# EXTRACTED DATA start

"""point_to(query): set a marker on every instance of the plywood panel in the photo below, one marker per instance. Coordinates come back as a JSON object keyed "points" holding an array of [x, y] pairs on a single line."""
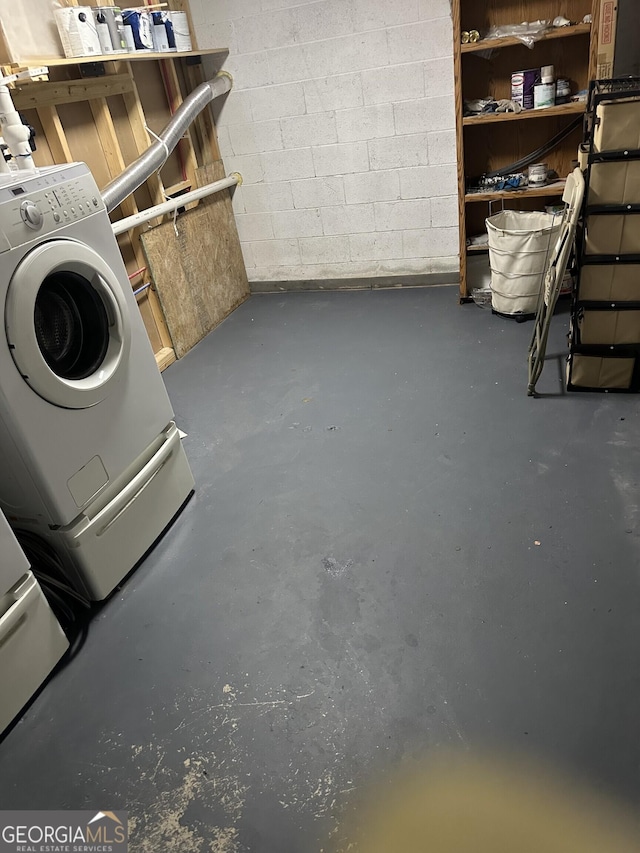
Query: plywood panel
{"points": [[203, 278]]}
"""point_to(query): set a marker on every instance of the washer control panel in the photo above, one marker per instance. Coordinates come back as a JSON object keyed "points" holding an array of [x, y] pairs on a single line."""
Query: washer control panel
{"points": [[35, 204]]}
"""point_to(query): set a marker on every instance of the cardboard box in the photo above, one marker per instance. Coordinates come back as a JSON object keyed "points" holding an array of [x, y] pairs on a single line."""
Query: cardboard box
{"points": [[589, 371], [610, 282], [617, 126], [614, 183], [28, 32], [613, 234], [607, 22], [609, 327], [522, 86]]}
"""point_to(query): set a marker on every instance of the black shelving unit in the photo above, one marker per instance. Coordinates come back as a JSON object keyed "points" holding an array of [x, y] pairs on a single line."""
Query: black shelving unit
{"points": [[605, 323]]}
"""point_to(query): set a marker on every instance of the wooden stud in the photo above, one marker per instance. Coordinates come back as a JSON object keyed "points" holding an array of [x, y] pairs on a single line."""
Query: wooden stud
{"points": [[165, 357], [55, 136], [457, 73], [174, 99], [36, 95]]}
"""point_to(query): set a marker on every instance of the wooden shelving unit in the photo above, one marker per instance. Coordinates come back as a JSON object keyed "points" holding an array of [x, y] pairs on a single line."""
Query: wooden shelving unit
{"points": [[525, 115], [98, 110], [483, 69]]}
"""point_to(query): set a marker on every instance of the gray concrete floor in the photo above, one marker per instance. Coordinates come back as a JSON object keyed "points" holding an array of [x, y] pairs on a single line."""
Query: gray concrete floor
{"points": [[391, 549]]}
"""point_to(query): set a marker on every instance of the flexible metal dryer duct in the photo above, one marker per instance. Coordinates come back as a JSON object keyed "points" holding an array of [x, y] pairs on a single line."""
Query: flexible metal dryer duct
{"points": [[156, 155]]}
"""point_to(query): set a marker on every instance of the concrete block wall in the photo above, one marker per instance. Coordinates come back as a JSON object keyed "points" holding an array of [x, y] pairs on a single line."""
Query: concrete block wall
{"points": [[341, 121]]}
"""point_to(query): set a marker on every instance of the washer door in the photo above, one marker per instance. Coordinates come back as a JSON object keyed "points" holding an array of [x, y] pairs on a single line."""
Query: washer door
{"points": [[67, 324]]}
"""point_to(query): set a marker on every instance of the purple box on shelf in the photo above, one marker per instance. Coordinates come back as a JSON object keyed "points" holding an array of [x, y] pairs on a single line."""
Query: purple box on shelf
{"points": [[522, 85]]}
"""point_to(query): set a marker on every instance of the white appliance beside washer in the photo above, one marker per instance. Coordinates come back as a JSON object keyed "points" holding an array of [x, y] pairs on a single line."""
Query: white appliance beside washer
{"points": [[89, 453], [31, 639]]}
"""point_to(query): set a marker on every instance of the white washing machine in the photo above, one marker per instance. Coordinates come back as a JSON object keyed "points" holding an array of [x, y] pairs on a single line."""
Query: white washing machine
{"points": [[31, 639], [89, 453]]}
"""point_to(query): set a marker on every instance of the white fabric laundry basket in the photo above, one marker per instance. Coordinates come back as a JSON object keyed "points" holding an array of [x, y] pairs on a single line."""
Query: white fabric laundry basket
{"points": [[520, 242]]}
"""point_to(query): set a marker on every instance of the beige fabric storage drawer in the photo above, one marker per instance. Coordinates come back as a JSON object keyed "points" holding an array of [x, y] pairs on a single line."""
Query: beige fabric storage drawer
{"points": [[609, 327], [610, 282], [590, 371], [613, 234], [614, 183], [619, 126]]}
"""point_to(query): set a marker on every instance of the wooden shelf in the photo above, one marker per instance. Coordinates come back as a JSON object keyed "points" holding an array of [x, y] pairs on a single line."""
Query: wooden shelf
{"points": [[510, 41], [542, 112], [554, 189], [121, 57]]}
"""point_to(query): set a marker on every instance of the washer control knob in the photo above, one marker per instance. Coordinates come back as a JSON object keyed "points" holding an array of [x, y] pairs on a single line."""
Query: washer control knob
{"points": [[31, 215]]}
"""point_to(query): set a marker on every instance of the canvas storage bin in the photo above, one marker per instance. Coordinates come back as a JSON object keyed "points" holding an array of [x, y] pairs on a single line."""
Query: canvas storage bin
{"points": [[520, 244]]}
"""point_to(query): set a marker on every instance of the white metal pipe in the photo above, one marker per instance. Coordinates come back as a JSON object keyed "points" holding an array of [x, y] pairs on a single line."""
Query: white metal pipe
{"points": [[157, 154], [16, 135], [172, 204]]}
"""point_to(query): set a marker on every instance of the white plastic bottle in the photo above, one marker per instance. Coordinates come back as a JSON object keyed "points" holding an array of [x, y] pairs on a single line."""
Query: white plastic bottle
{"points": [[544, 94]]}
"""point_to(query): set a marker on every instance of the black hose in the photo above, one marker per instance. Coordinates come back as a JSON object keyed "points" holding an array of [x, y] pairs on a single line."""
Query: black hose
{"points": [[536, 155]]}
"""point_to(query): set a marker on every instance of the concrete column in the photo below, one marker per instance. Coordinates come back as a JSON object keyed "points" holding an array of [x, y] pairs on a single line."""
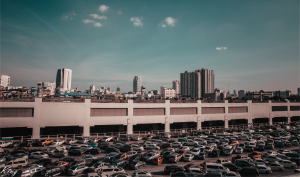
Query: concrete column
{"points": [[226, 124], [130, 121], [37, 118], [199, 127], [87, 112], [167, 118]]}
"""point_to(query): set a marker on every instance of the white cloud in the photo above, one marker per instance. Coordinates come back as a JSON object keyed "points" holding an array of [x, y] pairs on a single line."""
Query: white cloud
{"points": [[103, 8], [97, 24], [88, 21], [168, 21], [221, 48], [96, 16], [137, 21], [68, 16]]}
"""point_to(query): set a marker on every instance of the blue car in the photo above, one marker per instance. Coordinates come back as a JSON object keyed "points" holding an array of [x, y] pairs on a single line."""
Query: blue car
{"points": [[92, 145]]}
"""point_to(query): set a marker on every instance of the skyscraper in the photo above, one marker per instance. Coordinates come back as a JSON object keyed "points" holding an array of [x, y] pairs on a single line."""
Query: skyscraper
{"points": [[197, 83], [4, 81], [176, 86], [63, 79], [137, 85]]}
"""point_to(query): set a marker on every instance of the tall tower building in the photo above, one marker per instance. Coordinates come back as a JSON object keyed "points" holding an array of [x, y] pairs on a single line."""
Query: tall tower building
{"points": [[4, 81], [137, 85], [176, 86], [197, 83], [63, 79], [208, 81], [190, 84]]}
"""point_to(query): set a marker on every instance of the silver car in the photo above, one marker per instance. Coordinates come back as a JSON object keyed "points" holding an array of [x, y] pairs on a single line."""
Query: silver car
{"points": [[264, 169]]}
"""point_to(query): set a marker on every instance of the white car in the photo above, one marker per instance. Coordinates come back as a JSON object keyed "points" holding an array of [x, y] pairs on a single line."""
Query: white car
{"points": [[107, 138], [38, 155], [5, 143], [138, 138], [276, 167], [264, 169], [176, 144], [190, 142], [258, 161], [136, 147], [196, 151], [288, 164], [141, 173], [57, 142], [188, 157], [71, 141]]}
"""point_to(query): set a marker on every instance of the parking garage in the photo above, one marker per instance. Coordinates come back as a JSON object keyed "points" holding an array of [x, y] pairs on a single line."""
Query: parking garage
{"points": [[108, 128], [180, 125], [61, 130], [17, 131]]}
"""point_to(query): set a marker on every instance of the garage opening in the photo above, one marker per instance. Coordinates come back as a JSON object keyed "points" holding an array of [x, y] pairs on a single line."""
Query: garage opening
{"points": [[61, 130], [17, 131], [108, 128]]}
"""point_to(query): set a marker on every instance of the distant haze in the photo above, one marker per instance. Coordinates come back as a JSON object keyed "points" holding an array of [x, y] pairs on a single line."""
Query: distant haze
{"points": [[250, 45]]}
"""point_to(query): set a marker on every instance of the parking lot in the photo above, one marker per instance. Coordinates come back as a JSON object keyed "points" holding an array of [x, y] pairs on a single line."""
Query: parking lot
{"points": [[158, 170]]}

# EXTRACTED DATA end
# EXTRACTED DATA start

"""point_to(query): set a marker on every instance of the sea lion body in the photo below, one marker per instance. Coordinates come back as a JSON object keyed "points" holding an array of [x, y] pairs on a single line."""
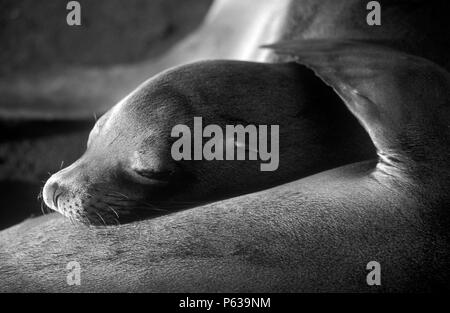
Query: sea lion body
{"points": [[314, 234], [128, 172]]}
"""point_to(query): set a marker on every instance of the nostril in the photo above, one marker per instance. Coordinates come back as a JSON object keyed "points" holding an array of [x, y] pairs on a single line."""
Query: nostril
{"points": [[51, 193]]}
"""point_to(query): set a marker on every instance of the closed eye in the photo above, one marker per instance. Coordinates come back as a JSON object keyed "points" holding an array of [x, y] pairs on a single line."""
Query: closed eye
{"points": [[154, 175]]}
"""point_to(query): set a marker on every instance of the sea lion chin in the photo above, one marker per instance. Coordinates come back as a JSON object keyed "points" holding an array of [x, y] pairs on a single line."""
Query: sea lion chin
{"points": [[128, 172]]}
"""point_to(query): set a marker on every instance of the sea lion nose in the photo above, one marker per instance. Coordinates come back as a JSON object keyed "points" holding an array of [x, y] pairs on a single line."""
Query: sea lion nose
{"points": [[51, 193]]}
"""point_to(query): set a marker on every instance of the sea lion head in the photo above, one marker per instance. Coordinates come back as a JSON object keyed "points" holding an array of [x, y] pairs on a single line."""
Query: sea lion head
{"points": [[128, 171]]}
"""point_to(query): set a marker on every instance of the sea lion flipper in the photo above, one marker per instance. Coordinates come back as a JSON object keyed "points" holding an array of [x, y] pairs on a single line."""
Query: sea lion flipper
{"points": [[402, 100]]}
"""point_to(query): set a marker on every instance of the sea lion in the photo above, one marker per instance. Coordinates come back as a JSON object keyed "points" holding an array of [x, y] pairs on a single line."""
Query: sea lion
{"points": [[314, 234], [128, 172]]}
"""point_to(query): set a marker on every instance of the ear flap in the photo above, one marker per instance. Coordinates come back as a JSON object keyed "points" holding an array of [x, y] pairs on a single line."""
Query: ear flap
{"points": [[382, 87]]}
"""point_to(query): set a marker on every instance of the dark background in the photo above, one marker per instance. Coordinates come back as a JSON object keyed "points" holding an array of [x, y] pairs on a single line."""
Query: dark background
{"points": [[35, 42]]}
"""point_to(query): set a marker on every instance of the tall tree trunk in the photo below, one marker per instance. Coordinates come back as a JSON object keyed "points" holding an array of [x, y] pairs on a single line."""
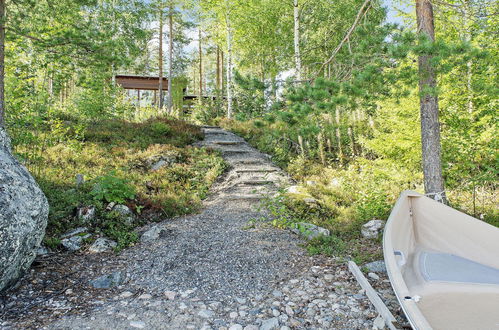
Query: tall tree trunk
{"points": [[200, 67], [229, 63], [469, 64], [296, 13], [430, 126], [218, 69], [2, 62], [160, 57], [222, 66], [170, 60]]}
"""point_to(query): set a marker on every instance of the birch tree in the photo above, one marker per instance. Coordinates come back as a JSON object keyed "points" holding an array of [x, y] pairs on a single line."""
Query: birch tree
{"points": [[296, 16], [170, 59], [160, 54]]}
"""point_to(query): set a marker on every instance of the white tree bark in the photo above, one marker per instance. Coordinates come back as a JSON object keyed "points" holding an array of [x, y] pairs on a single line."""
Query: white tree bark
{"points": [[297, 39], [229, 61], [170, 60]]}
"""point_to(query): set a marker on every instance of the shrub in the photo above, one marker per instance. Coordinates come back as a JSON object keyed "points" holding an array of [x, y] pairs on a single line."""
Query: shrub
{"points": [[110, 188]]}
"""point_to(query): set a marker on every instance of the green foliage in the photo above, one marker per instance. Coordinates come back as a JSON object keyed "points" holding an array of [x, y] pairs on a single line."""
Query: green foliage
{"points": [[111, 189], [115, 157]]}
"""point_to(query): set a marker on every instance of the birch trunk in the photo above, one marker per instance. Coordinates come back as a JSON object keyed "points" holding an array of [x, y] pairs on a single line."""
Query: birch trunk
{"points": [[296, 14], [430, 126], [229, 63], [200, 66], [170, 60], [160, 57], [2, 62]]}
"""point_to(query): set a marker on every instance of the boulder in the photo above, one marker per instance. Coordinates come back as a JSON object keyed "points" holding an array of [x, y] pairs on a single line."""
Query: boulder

# EXTRACTED DATA end

STATED TASK: Switch "set a marker" to "place a marker" in the records from the line holding "the white tree" through the line holding "Query: boulder", inclusive. Reproduce only those lines, with nothing else changed.

ANSWER:
"""point_to(query): place a marker on every instance of the white tree bark in the photo above, one marker per instance. Coordinates come back as a JSON object keyed "points" holding an array of [x, y] pairs on a single line."""
Query: white tree bark
{"points": [[297, 39], [229, 61], [170, 60]]}
"""point_to(query): place a marker on every instance of the shrub in the photo above, one marker per instance. Coordinates come back as a JSON object keyed "points" holding an array of [x, y] pairs on a single line."""
Query: shrub
{"points": [[110, 188]]}
"""point_to(query): place a marker on every instance of the green foliage in the photo above, one marker per instance. Coordinates come back as a JSON object keyed "points" holding an array of [x, y] pairs on a single line."""
Query: green foliage
{"points": [[111, 189], [115, 157]]}
"""point_to(query): place a marker on every instance of the birch trunk in the photo above, one marker per instance. Coordinates come back as a JSON object keyed "points" holding an array of [x, y] pairs on a single line."""
Query: birch trunk
{"points": [[296, 14], [430, 126], [229, 63], [200, 66], [170, 60], [160, 57], [2, 62]]}
"""point_to(query): place a marker on every instance of the boulder in the photo above, one marker per instance. Coordinates come back as a JSON object keyed "points" holding an array of [x, y] pairs on a single line."""
Query: boulder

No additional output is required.